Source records

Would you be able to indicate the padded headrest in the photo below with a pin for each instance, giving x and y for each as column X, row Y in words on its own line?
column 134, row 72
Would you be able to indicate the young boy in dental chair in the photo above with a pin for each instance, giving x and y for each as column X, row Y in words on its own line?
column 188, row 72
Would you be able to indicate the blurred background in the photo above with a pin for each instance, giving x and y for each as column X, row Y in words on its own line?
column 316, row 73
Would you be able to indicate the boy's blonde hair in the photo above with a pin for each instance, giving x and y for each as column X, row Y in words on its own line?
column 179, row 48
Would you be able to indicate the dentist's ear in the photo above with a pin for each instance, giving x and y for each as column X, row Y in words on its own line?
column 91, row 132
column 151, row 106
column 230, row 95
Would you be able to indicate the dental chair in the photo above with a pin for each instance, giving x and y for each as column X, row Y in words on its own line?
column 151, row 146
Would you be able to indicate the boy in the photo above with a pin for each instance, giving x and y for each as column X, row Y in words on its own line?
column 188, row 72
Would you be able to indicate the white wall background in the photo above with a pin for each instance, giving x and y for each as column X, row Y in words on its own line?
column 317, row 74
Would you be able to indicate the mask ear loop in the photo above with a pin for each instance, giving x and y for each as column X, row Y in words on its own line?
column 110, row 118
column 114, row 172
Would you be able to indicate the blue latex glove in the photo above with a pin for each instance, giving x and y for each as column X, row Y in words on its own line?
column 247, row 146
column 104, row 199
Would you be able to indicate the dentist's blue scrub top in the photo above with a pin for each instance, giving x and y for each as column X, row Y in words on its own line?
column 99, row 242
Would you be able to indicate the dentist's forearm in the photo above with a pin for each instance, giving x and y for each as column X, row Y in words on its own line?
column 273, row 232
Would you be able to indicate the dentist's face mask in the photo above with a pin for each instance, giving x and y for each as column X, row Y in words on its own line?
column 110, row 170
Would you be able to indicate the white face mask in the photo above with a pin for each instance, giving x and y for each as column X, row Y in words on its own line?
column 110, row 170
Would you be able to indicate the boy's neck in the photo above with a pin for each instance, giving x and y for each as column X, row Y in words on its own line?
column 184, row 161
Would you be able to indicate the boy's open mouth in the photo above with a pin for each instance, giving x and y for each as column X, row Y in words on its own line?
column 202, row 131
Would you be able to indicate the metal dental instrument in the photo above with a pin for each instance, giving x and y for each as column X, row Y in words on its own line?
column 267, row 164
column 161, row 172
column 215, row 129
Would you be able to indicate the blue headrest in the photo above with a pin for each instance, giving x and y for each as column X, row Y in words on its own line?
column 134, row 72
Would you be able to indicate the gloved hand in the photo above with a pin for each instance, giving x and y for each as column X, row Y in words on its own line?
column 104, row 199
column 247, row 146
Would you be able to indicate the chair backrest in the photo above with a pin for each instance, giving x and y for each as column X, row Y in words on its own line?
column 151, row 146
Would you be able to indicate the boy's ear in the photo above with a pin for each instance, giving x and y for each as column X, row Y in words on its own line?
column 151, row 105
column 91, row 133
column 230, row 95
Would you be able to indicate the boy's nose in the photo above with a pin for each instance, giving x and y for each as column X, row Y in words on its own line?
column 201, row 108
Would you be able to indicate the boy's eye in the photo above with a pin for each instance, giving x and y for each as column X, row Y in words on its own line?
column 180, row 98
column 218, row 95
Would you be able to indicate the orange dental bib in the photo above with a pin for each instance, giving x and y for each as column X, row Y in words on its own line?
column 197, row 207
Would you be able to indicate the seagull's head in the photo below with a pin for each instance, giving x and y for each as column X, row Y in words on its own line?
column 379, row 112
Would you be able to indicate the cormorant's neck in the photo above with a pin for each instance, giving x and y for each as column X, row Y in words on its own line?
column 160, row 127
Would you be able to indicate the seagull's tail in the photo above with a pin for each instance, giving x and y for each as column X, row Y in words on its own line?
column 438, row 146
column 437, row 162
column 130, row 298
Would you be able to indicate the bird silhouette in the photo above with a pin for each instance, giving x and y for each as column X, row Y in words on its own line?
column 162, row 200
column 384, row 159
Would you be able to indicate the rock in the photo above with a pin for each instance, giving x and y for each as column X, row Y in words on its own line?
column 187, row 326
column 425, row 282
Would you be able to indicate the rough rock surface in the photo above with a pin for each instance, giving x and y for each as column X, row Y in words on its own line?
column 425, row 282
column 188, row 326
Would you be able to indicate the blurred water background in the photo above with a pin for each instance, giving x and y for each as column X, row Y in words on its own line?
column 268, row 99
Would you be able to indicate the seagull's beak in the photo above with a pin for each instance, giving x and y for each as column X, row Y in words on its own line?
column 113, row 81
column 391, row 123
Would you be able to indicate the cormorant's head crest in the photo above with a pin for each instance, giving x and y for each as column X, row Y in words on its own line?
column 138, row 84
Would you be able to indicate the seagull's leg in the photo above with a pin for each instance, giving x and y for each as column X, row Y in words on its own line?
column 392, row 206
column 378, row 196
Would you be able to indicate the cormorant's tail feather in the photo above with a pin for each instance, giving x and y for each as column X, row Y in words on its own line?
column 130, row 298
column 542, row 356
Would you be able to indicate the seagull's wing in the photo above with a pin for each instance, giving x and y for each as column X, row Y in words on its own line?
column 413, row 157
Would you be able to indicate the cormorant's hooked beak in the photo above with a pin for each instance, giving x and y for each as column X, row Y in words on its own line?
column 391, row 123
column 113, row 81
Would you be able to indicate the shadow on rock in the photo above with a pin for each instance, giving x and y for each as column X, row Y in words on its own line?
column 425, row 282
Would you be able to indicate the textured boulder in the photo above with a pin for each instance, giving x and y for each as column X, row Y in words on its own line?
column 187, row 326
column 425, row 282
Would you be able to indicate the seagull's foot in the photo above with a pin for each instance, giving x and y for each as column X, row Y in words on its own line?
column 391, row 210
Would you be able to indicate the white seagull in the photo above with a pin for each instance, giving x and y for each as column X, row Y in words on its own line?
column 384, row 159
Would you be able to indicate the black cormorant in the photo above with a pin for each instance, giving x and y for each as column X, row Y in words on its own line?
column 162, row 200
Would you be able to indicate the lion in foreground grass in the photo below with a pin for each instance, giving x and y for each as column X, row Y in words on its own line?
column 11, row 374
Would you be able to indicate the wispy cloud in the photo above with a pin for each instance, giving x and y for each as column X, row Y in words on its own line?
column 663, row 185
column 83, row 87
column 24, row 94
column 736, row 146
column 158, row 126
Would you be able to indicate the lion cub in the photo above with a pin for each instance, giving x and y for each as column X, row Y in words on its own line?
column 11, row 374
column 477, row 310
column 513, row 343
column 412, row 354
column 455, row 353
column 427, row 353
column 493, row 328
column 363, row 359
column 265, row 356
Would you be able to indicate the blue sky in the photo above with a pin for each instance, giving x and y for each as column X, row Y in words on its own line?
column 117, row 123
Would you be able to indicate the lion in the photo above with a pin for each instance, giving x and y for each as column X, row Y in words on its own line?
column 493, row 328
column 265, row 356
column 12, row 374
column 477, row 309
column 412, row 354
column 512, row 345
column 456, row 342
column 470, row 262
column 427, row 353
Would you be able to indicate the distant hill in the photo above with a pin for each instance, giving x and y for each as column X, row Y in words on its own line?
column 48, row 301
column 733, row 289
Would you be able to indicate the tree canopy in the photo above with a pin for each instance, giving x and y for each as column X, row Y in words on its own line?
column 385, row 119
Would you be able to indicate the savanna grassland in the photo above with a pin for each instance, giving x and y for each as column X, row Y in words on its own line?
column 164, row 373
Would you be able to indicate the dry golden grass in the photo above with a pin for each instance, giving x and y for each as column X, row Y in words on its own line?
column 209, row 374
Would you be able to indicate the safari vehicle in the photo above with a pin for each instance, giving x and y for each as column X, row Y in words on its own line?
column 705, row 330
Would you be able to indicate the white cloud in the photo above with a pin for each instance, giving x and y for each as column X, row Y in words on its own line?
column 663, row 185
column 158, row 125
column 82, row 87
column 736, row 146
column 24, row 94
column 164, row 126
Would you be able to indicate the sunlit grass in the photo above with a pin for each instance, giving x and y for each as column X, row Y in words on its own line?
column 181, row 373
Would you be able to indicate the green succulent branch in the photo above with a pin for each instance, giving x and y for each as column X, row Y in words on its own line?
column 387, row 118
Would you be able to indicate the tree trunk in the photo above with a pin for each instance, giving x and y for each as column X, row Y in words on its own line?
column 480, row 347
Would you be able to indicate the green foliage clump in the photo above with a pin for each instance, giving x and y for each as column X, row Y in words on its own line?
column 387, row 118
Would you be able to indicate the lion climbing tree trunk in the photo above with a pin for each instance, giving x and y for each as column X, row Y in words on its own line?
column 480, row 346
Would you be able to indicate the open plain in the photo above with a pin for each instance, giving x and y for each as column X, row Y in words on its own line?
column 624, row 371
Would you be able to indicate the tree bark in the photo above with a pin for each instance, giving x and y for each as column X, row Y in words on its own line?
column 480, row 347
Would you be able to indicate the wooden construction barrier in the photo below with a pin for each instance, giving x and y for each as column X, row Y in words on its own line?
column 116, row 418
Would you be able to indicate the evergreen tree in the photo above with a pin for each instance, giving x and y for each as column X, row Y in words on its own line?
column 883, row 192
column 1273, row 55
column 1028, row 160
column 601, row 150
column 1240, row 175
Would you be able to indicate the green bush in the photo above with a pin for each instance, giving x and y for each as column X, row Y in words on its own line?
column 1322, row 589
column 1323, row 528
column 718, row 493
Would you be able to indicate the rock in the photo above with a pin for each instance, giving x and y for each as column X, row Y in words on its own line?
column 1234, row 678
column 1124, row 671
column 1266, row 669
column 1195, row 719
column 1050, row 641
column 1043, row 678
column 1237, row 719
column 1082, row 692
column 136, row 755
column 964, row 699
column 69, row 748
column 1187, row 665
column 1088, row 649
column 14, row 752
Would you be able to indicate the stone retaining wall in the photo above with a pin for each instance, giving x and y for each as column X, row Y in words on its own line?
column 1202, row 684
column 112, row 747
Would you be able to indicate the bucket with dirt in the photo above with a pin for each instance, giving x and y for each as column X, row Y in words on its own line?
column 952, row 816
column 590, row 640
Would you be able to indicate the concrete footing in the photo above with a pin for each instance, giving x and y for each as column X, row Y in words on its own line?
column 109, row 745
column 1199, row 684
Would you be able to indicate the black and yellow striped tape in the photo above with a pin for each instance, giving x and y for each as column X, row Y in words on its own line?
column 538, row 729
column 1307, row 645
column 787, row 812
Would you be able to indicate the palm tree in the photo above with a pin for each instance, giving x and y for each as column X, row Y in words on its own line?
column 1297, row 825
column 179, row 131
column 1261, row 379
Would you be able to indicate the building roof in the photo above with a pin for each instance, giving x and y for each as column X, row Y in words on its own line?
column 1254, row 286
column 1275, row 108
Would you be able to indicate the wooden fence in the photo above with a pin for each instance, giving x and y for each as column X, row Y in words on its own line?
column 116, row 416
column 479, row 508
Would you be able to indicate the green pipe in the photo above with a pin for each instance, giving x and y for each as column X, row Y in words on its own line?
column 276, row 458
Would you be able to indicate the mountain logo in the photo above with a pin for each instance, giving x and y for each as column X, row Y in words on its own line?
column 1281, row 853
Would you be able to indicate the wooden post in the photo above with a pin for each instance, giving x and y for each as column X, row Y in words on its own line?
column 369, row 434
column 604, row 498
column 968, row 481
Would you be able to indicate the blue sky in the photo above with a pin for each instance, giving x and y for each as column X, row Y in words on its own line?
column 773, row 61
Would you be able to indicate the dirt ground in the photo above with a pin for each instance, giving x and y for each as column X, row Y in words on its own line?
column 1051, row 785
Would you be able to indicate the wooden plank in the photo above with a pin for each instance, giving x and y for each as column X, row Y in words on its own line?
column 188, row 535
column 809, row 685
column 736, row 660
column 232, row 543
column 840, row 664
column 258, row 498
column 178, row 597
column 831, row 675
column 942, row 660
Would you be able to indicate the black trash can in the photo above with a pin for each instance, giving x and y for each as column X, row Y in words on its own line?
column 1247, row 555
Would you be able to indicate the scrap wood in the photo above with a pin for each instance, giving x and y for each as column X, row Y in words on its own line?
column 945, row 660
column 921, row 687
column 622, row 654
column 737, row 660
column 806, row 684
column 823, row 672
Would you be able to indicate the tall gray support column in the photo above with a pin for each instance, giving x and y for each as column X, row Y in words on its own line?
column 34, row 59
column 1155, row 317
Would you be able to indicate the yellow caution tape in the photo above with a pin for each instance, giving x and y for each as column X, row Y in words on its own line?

- Problem description:
Return, word for word, the line containing "Would you be able to indicate the tall" and all lines after it through the last line of the records, and nothing else.

- Response to this task:
Would you be able to indicate the tall gray support column in the photo above with a pin for each instance, giving x and y for each as column X, row Y in words on its own line?
column 34, row 59
column 1155, row 317
Would you be able to indicate the yellow caution tape in the photo above with a pin for each instance, giving x and y for each as column X, row Y in words on its own line?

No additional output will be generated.